> **PAGE TEXT**
----------

Observability in Production: CloudWatch, OpenTelemetry, and Grafana
Photo by Frederic Köberl on Unsplash
A user reports the app is slow. On the dashboard, everything is green. CPU is normal, there is no error in the log, the health check answers politely. And yet one specific request takes eight seconds. Without traces, that is a search in the dark, with a few SSH sessions and a lot of guessing. With traces, it is one look: an N-plus-1 query in a rarely used endpoint that only shows up under load.
Observability is not the dashboard you build. It is the ability to answer a question you did not ask in advance. A dashboard shows what you expected. An incident is almost always what you did not expect. Three pillars deliver the answer: logs say what happened, metrics say how much and how often, and traces say where in the system the time is lost.
In 2026, a few things on AWS have shifted that make the decision easier. OpenTelemetry has established itself as the standard, and AWS has caught up on the native integration. This article shows the AWS-native path, the OpenTelemetry path, and when each one fits. As of June 2026, region eu-central-1 as reference.
The Three Pillars: Logs, Metrics, Traces
The three pillars answer different questions, and none replaces another.
Logs say what happened, with context. They belong structured as JSON, not as free text, otherwise they are not searchable. A log with fields for request ID, user ID, and duration can be filtered, a glued-together string cannot.
Metrics are aggregated numbers over time. Request rate, error rate, latency percentiles, queue depth. They are cheap to store and fast to aggregate, but they have no detail. A metric says the error rate has risen to five percent, not why.
Traces show the path of a single request through all services and dependencies, with the time per span. That is the pillar that answers "why is exactly this request slow", and the one missing in most mid-sized setups.
The actual value lies in the connection. An alarm on a metric leads to the trace, the trace leads to the log with the same trace ID. Only when the three connect do three data sources become a tool. That connection used to be manual work and has become standard with OpenTelemetry.
The Standard in 2026: OpenTelemetry
What OpenTelemetry Solves
OpenTelemetry is a vendor-neutral standard to generate, collect, and export logs, metrics, and traces. The point is the separation: you instrument the app once to the standard, and the backend is a configuration question, not a code decision. Instrument with OpenTelemetry today, and you can switch from CloudWatch to Grafana or Datadog tomorrow without touching a line of application code.
X-Ray in Maintenance Mode
This is no longer a theoretical advantage. The X-Ray SDKs and the X-Ray daemon formally entered maintenance mode in 2026. AWS recommends migrating to AWS Distro for OpenTelemetry, ADOT for short, the AWS distribution of the OpenTelemetry Collector. Anyone setting up a new project no longer instruments with the X-Ray SDK, but with OpenTelemetry. Anyone with an existing one plans the migration.
What CloudWatch Caught Up On in 2026
AWS has built out the native side considerably. CloudWatch now accepts OpenTelemetry across all three pillars, via OTLP, the OpenTelemetry protocol. One protocol for logs, metrics, and traces. The part that matters most in practice: OTLP metrics allow up to 150 labels, compared to the 30-dimension limit of classic CloudWatch custom metrics. That difference is what makes high-cardinality Kubernetes and microservice workloads manageable at all. On top comes PromQL support, so you can query CloudWatch metrics with the Prometheus query language.

----------

> **RECORDS PROVIDED**
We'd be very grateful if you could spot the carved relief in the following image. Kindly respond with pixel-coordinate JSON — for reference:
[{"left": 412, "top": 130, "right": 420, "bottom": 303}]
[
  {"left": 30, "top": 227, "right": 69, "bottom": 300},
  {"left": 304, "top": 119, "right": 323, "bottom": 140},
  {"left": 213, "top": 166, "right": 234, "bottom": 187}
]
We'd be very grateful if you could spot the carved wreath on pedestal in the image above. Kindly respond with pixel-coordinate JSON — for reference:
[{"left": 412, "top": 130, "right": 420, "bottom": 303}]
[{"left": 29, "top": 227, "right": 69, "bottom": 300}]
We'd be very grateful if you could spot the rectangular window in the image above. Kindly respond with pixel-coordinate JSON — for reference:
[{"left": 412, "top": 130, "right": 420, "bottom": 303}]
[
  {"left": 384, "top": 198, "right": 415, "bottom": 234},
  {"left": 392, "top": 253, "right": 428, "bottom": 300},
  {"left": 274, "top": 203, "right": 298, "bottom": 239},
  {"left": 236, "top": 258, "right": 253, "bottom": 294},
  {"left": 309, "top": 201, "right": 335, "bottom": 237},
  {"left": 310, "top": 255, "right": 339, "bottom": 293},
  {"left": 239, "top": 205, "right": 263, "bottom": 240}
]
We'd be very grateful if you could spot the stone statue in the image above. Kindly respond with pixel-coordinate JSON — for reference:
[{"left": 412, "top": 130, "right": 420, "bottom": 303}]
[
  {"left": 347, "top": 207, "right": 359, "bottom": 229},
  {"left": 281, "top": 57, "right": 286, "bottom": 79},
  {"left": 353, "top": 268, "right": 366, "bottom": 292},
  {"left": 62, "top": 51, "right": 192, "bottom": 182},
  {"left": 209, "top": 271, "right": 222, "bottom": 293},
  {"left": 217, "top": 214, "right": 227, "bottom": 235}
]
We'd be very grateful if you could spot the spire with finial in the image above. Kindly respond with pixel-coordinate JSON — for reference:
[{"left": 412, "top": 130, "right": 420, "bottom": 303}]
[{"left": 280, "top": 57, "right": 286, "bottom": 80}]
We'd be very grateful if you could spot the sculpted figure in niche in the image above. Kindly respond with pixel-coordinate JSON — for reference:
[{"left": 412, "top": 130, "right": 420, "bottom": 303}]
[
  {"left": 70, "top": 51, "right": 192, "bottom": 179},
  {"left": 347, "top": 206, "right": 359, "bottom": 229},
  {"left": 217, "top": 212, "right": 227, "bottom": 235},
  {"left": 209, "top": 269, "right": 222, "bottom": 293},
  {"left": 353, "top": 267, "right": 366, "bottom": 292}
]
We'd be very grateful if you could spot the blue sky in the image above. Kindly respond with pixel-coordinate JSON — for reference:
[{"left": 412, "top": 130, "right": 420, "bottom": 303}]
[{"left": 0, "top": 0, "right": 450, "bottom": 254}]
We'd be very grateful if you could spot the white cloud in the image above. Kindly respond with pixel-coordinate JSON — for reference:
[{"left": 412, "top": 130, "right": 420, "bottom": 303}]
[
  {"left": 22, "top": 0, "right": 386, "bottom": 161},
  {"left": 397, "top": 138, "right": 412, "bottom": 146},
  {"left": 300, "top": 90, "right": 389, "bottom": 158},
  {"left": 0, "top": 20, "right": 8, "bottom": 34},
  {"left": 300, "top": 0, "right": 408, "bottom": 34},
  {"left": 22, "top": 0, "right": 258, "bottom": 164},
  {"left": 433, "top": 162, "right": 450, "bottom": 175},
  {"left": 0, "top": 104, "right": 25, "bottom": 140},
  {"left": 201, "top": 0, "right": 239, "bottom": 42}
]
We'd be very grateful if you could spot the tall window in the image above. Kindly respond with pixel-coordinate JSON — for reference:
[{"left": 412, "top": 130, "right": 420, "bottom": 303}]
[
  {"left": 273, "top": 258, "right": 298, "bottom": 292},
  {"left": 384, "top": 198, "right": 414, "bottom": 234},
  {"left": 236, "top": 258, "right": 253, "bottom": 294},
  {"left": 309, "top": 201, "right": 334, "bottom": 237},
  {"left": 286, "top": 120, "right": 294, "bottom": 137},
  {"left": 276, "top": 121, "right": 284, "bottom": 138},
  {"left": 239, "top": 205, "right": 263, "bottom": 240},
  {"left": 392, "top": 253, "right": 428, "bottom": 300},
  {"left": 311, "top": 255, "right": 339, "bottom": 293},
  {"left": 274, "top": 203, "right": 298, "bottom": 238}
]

----------

> **REQUIRED ACTIONS**
(A) According to the observability page, how many labels can OTLP metrics carry in CloudWatch?
(B) From the observability page, copy out the part that opens with the words containing "Observability in Production: CloudWatch, OpenTelemetry, and" and closes with "time is lost.".
The listing above was drawn from a separate source.

> **OUTPUTS IN ORDER**
(A) Up to 150 labels.

(B)
Observability in Production: CloudWatch, OpenTelemetry, and Grafana
Photo by Frederic Köberl on Unsplash
A user reports the app is slow. On the dashboard, everything is green. CPU is normal, there is no error in the log, the health check answers politely. And yet one specific request takes eight seconds. Without traces, that is a search in the dark, with a few SSH sessions and a lot of guessing. With traces, it is one look: an N-plus-1 query in a rarely used endpoint that only shows up under load.
Observability is not the dashboard you build. It is the ability to answer a question you did not ask in advance. A dashboard shows what you expected. An incident is almost always what you did not expect. Three pillars deliver the answer: logs say what happened, metrics say how much and how often, and traces say where in the system the time is lost.